[Rows from a data source]
++++++

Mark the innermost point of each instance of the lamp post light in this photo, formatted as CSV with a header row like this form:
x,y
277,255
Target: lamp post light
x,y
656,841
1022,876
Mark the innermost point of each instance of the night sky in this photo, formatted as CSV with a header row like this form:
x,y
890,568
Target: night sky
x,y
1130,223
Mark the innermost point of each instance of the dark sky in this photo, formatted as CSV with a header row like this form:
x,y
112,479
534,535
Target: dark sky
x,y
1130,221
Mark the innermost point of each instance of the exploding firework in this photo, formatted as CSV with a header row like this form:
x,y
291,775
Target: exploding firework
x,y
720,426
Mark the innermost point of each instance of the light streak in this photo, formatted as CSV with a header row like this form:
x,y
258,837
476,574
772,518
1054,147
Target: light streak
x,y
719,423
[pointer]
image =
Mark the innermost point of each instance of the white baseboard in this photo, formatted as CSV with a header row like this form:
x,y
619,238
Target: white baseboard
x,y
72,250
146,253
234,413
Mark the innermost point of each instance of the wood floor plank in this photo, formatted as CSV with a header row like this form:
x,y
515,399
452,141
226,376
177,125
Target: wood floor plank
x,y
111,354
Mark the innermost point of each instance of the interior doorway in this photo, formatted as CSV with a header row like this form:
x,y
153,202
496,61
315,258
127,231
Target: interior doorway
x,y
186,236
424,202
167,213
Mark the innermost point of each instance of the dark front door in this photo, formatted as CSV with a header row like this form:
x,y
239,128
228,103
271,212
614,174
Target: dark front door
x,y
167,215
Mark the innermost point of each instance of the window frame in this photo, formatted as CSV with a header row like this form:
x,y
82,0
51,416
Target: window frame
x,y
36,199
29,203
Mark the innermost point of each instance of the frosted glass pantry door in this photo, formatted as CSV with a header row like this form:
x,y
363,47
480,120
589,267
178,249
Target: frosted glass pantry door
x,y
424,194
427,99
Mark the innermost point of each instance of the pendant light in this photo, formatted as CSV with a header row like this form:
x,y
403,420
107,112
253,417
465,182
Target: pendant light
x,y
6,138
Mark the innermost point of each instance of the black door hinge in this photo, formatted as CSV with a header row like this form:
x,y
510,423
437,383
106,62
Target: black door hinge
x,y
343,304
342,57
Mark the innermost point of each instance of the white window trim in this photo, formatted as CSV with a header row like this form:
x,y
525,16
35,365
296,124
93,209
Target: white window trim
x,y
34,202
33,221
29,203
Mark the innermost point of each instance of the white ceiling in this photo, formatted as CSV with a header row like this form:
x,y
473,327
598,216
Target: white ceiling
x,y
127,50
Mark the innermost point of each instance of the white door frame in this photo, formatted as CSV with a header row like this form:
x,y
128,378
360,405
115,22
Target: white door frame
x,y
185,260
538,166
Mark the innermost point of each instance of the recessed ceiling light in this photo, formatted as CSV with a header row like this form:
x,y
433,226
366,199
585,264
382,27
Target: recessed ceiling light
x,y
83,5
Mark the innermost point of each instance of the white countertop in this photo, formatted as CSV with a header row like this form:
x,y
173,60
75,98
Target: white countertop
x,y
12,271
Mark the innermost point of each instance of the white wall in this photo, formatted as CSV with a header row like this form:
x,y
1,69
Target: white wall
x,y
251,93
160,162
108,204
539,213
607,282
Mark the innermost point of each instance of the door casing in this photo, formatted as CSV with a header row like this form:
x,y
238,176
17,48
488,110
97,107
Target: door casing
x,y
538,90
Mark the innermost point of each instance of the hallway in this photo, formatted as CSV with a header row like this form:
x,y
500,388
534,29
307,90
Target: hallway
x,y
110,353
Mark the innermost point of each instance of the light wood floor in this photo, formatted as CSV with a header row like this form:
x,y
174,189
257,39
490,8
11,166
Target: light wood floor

++++++

** Requirement **
Please format the stretch from the line containing "Mark the innermost point of each instance of the white window" through the end of the rows as a JSON list of strings, one string per line, with blank lines left out.

** Solved exercise **
[
  "Mark the innermost point of each instance of the white window trim in this photo, formatted as CSV with a header row like this form:",
  "x,y",
  "525,16",
  "35,365",
  "296,124",
  "93,209",
  "Target: white window trim",
  "x,y",
  "34,202",
  "33,221",
  "29,203",
  "Mark the innermost point of each instance of the white ceiling in this photo, formatted as CSV with a header row like this form:",
  "x,y",
  "473,327",
  "598,216",
  "Target: white ceiling",
  "x,y",
  "127,50",
  "Mark the innermost point of each instance of the white door frame in this photo, formatted as CSV with a header row like this form:",
  "x,y",
  "128,378",
  "360,405",
  "115,22",
  "Target: white door frame",
  "x,y",
  "185,260",
  "538,166",
  "Mark the innermost point of each instance of the recessed ceiling light in this photo, formatted as CSV with a header row like this form:",
  "x,y",
  "433,226",
  "366,199",
  "585,264",
  "382,27",
  "Target: recessed ceiling light",
  "x,y",
  "83,5",
  "Mark the innermost point of each instance of the white countertop in this photo, formatted as CSV with a header row like this form:",
  "x,y",
  "173,60",
  "75,98",
  "Target: white countertop",
  "x,y",
  "12,271",
  "Mark the innermost point of each instance of the white wall in this photo, formatted as CSV with a header row like this form:",
  "x,y",
  "1,69",
  "Target: white wall",
  "x,y",
  "251,93",
  "160,162",
  "108,204",
  "539,213",
  "607,282",
  "Mark the innermost point of each instance of the door casing in this photo, formatted as CSV with a header row like this form:",
  "x,y",
  "238,176",
  "17,48",
  "488,110",
  "97,107",
  "Target: door casing",
  "x,y",
  "538,90",
  "Mark the innermost point of each instance of the hallway in this photo, formatted as CSV with a header row like this form:",
  "x,y",
  "500,388",
  "534,29",
  "307,90",
  "Target: hallway",
  "x,y",
  "110,353",
  "Mark the innermost point of each instance of the light wood floor in this photo, formatted as CSV with a header row like this form:",
  "x,y",
  "174,189",
  "257,39",
  "490,8",
  "11,166",
  "Target: light wood floor"
]